(PAGE EXTRACT)

Recently, the head of Iran’s Atomic Energy Organisation, Fereydoun Abbasi Davani, announced plans to triple Iran’s capacity to produce 20% enriched uranium, transferring enrichment from Natanz to the Fordo plant.
Inside Iran, this announcement by a discredited regime drew little comment and was quickly overshadowed by the domestic political theatre of the high-profile tussles between Supreme Leader Ali Khameni and President Mahmoud Ahmadinejad.
But it was an important statement because it makes it even clearer that Iran’s programme is not designed for purely peaceful purposes.
Iran has one civilian nuclear power station and is seeking to build more. All of these need uranium enriched to about 3.5% for fuel. So plans to enrich it more than that rightly prompt questions.
Uranium enriched to up to 20% does have some civilian uses but not in the civilian nuclear power stations Iran claims to desire. Predominantly it is used as fuel for research reactors, producing, among other things, isotopes for medical use. These are very efficient: one research reactor in Belgium is capable of producing almost all the medical isotopes needed for the whole of Western Europe.
Iran has one research reactor but the plans announced by Davani would provide more than four times its annual fuel requirements. This reactor is already capable of producing enough radio isotopes for up to one million medical investigations a year — comparable with the United Kingdom and much more than Iran needs.

(End PAGE EXTRACT)
(DATA EXTRACTS)

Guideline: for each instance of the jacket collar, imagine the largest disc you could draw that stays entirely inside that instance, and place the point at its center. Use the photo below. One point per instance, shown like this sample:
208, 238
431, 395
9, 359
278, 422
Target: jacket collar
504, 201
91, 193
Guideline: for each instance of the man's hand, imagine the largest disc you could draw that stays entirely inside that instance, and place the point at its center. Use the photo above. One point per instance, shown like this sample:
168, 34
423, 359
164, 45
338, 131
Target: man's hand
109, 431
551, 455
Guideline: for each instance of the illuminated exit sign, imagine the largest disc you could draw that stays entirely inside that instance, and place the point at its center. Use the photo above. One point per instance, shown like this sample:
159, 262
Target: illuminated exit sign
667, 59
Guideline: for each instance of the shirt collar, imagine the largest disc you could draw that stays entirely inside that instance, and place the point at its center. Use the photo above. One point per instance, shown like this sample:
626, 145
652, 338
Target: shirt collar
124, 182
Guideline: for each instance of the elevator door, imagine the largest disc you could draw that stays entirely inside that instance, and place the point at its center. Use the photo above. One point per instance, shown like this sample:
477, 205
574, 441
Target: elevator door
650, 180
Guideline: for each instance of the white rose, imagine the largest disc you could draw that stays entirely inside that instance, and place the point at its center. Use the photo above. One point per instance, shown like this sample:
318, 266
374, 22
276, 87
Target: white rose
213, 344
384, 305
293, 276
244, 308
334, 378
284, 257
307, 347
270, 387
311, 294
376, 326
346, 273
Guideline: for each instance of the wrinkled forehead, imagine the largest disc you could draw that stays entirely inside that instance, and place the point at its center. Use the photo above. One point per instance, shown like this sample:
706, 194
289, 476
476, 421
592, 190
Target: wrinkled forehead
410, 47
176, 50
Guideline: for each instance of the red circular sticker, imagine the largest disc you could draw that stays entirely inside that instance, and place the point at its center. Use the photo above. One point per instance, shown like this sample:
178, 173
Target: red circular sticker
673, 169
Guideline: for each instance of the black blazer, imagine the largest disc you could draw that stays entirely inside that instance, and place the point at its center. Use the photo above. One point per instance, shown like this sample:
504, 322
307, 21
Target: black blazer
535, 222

(End DATA EXTRACTS)
(DATA EXTRACTS)

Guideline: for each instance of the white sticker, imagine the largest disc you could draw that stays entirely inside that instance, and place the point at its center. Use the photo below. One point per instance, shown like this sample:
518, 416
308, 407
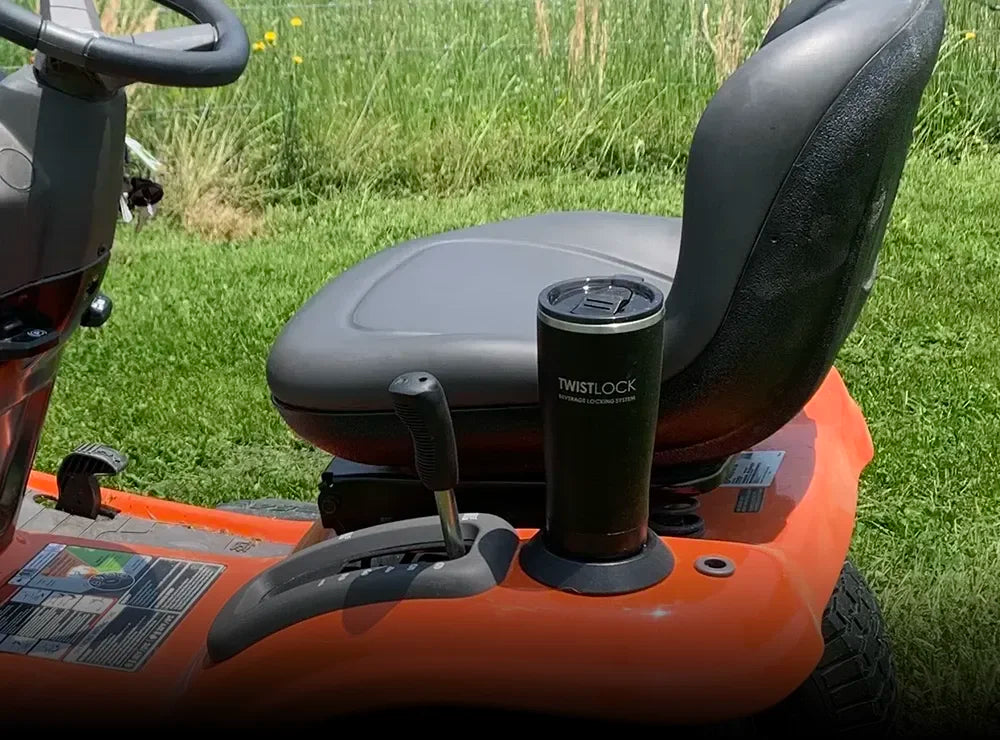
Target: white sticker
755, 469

(End DATA EXTRACTS)
(DATA EXTRACTS)

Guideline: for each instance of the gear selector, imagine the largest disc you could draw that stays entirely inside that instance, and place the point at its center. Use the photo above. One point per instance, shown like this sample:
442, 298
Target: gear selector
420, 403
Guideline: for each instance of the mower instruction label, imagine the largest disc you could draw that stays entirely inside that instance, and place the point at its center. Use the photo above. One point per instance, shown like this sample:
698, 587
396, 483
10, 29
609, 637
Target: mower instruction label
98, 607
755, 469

(End DATA EXTRACTS)

» ACTIVITY 1
Answer these questions using the text on Iran's enrichment plans:
(a) To which plant is enrichment being transferred from Natanz?
(b) To about what level must uranium be enriched to fuel civilian nuclear power stations?
(c) In which country is the research reactor that can produce almost all the medical isotopes needed for Western Europe?
» ACTIVITY 2
Restate the part of the text on Iran's enrichment plans starting with "Uranium enriched to up" and going on through "than Iran needs.", renaming "Belgium" as "the Netherlands".
The entries come from a different source than the text.

» EXERCISE RESPONSE 1
(a) The Fordo plant.
(b) About 3.5%.
(c) Belgium.

» EXERCISE RESPONSE 2
Uranium enriched to up to 20% does have some civilian uses but not in the civilian nuclear power stations Iran claims to desire. Predominantly it is used as fuel for research reactors, producing, among other things, isotopes for medical use. These are very efficient: one research reactor in the Netherlands is capable of producing almost all the medical isotopes needed for the whole of Western Europe.
Iran has one research reactor but the plans announced by Davani would provide more than four times its annual fuel requirements. This reactor is already capable of producing enough radio isotopes for up to one million medical investigations a year — comparable with the United Kingdom and much more than Iran needs.